[AIM OF THE EXERCISE] The answer must consist solely of the line containing "TARGET = ship mast" and every line after it in the records below, through the last, each reproduced exactly.

[MATERIAL PROVIDED]
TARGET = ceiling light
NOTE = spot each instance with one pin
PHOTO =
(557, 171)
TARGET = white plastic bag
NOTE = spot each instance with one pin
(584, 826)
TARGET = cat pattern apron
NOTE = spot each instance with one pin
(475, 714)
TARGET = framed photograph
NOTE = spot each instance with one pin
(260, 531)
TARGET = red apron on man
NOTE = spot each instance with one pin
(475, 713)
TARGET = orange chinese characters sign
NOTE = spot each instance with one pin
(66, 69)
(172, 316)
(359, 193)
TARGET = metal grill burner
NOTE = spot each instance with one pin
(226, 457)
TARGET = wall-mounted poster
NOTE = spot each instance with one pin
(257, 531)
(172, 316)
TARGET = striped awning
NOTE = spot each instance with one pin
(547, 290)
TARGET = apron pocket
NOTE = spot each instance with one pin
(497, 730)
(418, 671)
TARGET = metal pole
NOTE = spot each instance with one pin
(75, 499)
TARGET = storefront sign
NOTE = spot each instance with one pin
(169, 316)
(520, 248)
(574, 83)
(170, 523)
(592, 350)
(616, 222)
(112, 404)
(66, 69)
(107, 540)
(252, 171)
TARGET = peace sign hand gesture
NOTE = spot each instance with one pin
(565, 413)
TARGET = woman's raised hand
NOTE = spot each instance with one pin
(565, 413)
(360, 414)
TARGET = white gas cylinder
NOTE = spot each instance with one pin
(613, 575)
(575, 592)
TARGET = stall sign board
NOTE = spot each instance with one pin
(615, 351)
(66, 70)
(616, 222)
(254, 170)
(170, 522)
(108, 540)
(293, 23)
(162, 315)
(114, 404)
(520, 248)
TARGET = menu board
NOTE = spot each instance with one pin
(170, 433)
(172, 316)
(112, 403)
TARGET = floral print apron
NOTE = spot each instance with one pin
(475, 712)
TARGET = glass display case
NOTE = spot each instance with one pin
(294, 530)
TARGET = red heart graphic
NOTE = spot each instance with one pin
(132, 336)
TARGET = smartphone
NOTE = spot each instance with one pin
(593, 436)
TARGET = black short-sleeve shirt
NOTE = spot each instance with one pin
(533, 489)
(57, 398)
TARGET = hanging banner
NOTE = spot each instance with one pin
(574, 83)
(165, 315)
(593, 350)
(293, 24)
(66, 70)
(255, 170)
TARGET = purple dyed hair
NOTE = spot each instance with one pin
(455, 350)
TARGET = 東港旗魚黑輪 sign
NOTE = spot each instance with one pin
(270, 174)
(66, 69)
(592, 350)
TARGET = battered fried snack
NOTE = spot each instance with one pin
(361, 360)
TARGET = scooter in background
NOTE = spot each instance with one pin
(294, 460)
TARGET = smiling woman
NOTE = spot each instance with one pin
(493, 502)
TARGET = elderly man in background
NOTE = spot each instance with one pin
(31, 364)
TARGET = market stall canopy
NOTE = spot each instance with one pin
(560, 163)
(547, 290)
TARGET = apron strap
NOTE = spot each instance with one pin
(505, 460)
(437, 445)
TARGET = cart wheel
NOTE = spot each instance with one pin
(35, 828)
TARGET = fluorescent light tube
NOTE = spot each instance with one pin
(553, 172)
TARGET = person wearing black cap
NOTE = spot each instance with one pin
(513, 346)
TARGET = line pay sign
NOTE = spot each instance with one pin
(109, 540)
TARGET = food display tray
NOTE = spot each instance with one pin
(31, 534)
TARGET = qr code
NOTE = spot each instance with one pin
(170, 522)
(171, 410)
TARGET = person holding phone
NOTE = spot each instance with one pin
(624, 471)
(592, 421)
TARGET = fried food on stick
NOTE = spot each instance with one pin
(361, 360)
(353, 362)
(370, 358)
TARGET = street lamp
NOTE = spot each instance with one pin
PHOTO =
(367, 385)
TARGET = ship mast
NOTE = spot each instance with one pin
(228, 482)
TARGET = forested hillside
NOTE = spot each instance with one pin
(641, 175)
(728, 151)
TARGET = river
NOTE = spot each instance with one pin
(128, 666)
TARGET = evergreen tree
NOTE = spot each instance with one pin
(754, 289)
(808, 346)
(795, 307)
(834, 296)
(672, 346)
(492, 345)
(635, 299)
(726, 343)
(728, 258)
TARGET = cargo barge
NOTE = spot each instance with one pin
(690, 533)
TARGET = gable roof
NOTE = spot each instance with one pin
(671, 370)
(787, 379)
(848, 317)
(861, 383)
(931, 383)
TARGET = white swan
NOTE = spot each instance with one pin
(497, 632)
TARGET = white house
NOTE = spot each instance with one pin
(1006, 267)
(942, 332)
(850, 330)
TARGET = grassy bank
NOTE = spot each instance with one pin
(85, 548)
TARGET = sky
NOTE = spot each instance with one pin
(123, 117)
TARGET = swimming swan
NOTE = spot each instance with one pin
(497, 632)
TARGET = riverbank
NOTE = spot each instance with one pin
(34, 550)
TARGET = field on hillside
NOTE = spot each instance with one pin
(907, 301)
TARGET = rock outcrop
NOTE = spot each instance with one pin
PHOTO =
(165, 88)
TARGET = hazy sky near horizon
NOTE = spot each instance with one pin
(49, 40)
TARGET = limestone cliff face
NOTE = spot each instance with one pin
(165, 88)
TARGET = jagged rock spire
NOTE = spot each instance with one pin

[SOLUTION FOR THIS EXERCISE]
TARGET = ship mast
NOTE = spot each instance with one pin
(228, 482)
TARGET = forested hillside
NOTE = spot each instance with one pin
(641, 175)
(728, 151)
TARGET = river
NOTE = spot each instance with one pin
(128, 666)
TARGET = evergreen tree
NOTE = spot each instance with one pin
(754, 289)
(808, 346)
(795, 307)
(834, 296)
(672, 346)
(492, 345)
(635, 299)
(726, 343)
(728, 258)
TARGET = cargo barge
NOTE = spot each instance with one pin
(690, 533)
TARGET = gable roof
NOTE = spot each instance with one pin
(671, 370)
(787, 379)
(848, 317)
(861, 383)
(931, 383)
TARGET = white swan
NOTE = spot each instance with one pin
(497, 632)
TARGET = white house
NOTE = spot each instance with one pin
(1006, 267)
(942, 332)
(850, 330)
TARGET = grassy bank
NOTE = spot each instance with one pin
(85, 548)
TARGET = sky
NOTE = spot each instance with one pin
(123, 117)
TARGET = swimming swan
NOTE = spot each instance with one pin
(497, 632)
TARGET = riverbank
NOTE = spot each instance with one pin
(34, 550)
TARGET = field on hillside
NOTE = spot each instance with one pin
(907, 301)
TARGET = rock outcrop
NOTE = spot each instance with one pin
PHOTO =
(165, 88)
TARGET = hazy sky near horizon
NOTE = spot each instance with one pin
(49, 40)
TARGET = limestone cliff face
NOTE = spot each instance with one pin
(165, 88)
TARGET = jagged rock spire
NOTE = spot each instance with one pin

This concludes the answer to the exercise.